▶ _FONTE_
_ _ _ _ _ _ _

Alcune testimonianze riportano un significativo aneddoto riferito a Sharon. All’inizio degli anni Cinquanta, questi chiese ai propri ufficiali cosa avrebbero fatto se avessero voluto prendere la collina X, ma il governo avesse dato loro il permesso di prendere solo la collina Y. La soluzione fornita da Sharon era stata la seguente: “Naturalmente voi prendete la collina Y, e poi mandate un reparto in ricognizione per assicurarvi che ‘sia tutto a posto’. Il reparto ‘cade sotto il fuoco nemico’ della collina X, voi notificate al governo che il reparto è in pericolo e chiedete l’autorizzazione per soccorrerlo. Successivamente spiegate che per salvare il reparto avete dovuto prendere la collina X.” Il ragionamento già allora non faceva una grinza. Tanto più oggi che Sharon “è” il governo di Israele e quindi – i fatti lo dimostrano - le autorizzazioni se le dà da solo. La concentrazione del potere risolve i conflitti di interesse. Oltre al “panzone” di Israele ce lo insegna anche il “nano” nostrano.

Ma veniamo al reportage di Fergal Keane. Sharon: l’accusato è un’inchiesta estremamente esaustiva e convincente sui retroscena del massacro di Sabra e Chatila (settembre 1982), il “capolavoro” di Ariel Sharon (ma forse con l’attuale primavera di sangue ha già superato sé stesso…).

Ricordo brevemente i fatti…Nel giugno del 1982, come si è detto, l’esercito israeliano aveva invaso il Libano con l’obiettivo di annientare le basi della resistenza palestinese. Dopo tre mesi di bombardamenti incessanti e devastanti su Beirut (persino il presidente USA Reagan li definì “atti inammissibili”), l’OLP si ritirò dalla capitale libanese sotto la supervisione di un contingente internazionale. Quando anche la forza multinazionale levò l’ancora, prontamente l’infido Sharon, aggirando con eleganza l’impegno degli occupanti israeliani a non torcere un capello ai civili palestinesi rimasti, incarico’ la feroce falange cristiano-maronita – addestrata ed equipaggiata da Israele - di “occuparsi” dei campi profughi. Quel che successe è noto: all’incirca 2000 persone, in maggioranza vecchi, donne e bambini, furono fatte letteralmente a pezzi durante 36 ore consecutive di inumana barbarie. I soldati israeliani, le cui basi si trovavano a meno di 500 metri dai campi, rimasero a guardare e anzi fornirono supporto logistico ai falangisti e cercarono di aiutarli nel tentativo, tanto grottesco quanto inutile, di coprire l’enormità del massacro. Allora il mondo si indignò, anche a Tel Aviv ci furono oceaniche manifestazioni di protesta (non altrettanto oggi, purtroppo…), il governo fu persino costretto a nominare una commissione di inchiesta. “Una responsabilità - scriveva la commissione Kahane - deve essere attribuita al ministro della Difesa per aver trascurato il pericolo di atti di vendetta e di massacri da parte dei falangisti contro la popolazione dei campi profughi e per aver omesso di considerare questo pericolo quando decise di far entrare i falangisti nei campi.

_ _ _ _ _ _ _

▶ _MATERIALE FORNITO_

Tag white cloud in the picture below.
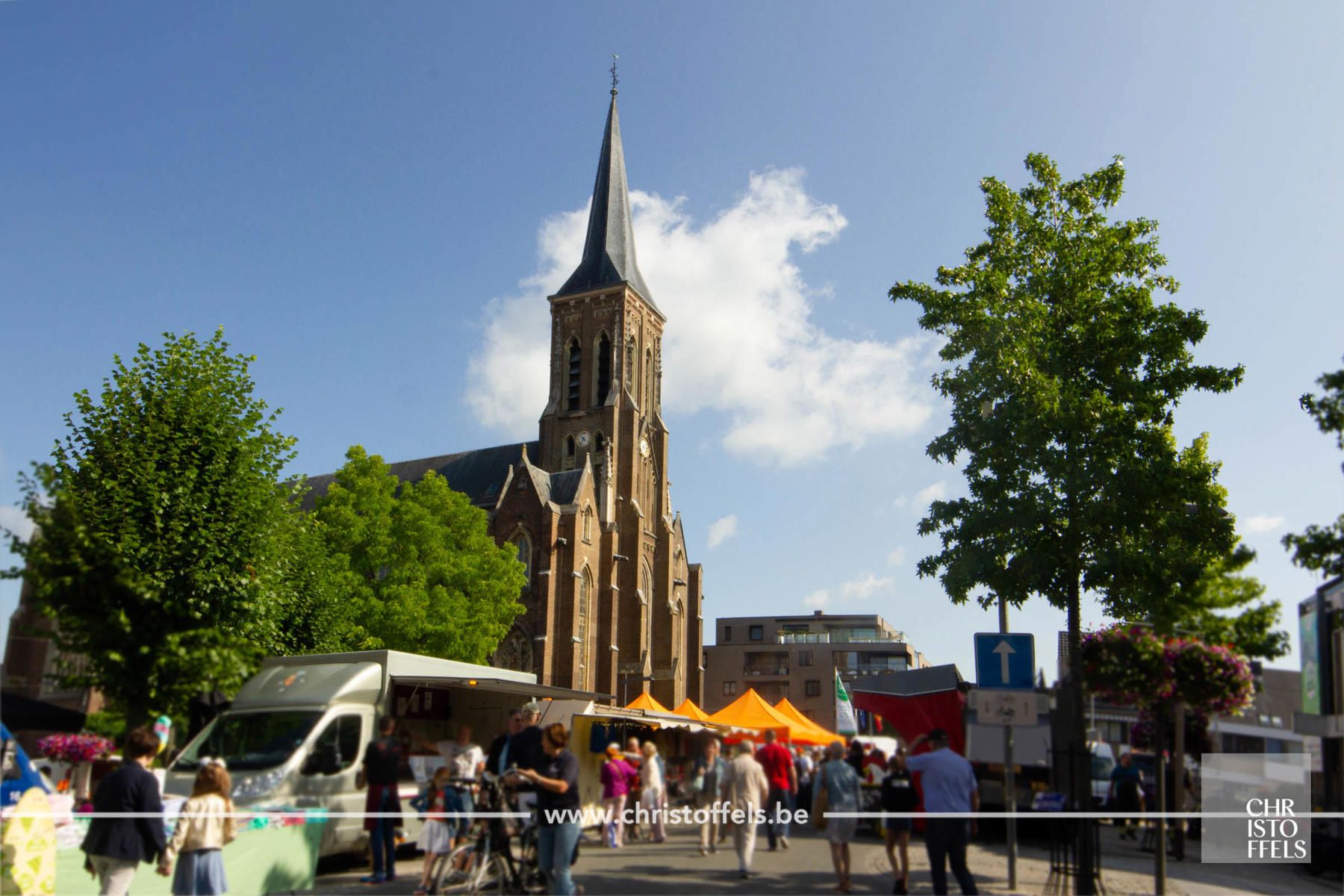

_ _ _ _ _ _ _

▶ _COSA FARE_
1. Trascrivi dal testo su Sharon il passo che comincia con "Ma veniamo al" e prosegue fino a "superato sé stesso…).".
2. Nel testo su Sharon, a quale distanza dai campi profughi si trovavano le basi dei soldati israeliani?
3. Prosegui il testo su Sharon e sul massacro di Sabra e Chatila con la parte che viene dopo l'ultima frase riportata.

▶ _RISPOSTE ALLE CONSEGNE_
1.
Ma veniamo al reportage di Fergal Keane. Sharon: l’accusato è un’inchiesta estremamente esaustiva e convincente sui retroscena del massacro di Sabra e Chatila (settembre 1982), il “capolavoro” di Ariel Sharon (ma forse con l’attuale primavera di sangue ha già superato sé stesso…).

2. A meno di 500 metri dai campi.

3.
Inoltre una responsabilità deve essere attribuita al ministro della Difesa per non aver predisposto misure appropriate per prevenire o per ridurre il pericolo di massacri come condizione per l'entrata dei falangisti nei campi. Questi errori costituiscono la mancata realizzazione della missione di cui era incaricato il ministro della Difesa”
. Come già nel 1956, “Arik il Sanguinario” fu mandato a casa per un po’, con una bella tirata d’orecchi. Niente di più. Mai nessun processo è stato celebrato contro i responsabili materiali e i mandanti di quell’eccidio. Eli Hobeika, che allora guidò le operazioni della Falange, ha fatto un po’ di carriera politica (ironia della sorte: è stato persino ministro per i profughi nel governo libanese!), poi è diventato uno degli uomini d’affari più potenti a Beirut e infine, nel gennaio scorso, è stato dilaniato da un’auto-bomba… Già, aveva appena dichiarato di essere disponibile a testimoniare contro Sharon nel processo intentatogli da una corte belga sulla base di una legge che attribuisce competenza universale alla giustizia di quel paese per i crimini di guerra, contro l'umanità e il genocidio... Qualcuno ha dei dubbi sui mandanti dell’attentato? Amos Yuron, comandante israeliano fuori da Sabra e Chatila, che ignorò i rapporti dei suoi subordinati sul massacro in corso nei campi, è oggi direttore generale del Ministero della difesa. Sharon ha raggiunto il vertice del potere e, com’è sotto gli occhi di tutti, continua oggi come allora a fare la sola cosa in cui è davvero bravo: macellare i palestinesi. Ed è evidente come sia un “lavoro” impegnativo, che non ammette intralci, che si tratti del rispetto del diritto internazionale e dei diritti umani, o che si tratti di un giornalista rompiballe della BBC che tira fuori vecchie storie “morte e sepolte”, o che si tratti di giudici europei che non si fanno i cazzi loro e che dicono di avere per le mani documenti fino a ieri segreti, per esempio il verbale di un incontro tra Sharon e il capo delle Forze libanesi, Bechir Gemayel, nel corso del quale l’allora ministro della difesa israeliano esorta i fascisti locali ad agire per "ripulire i campi dai terroristi"...

Il documentario di Fergal Keane è stato trasmesso dalla BBC per la per la prima volta nel giugno 2001, nonostante le forti pressioni esercitate dal governo israeliano affinchè fosse messo al bando. E’ indubbiamente un reportage molto approfondito e ricco di testimonianze, prima di tutto i racconti dei superstiti del massacro - agghiaccianti - poi le interviste a giornalisti israeliani, giuristi, diplomatici e militari.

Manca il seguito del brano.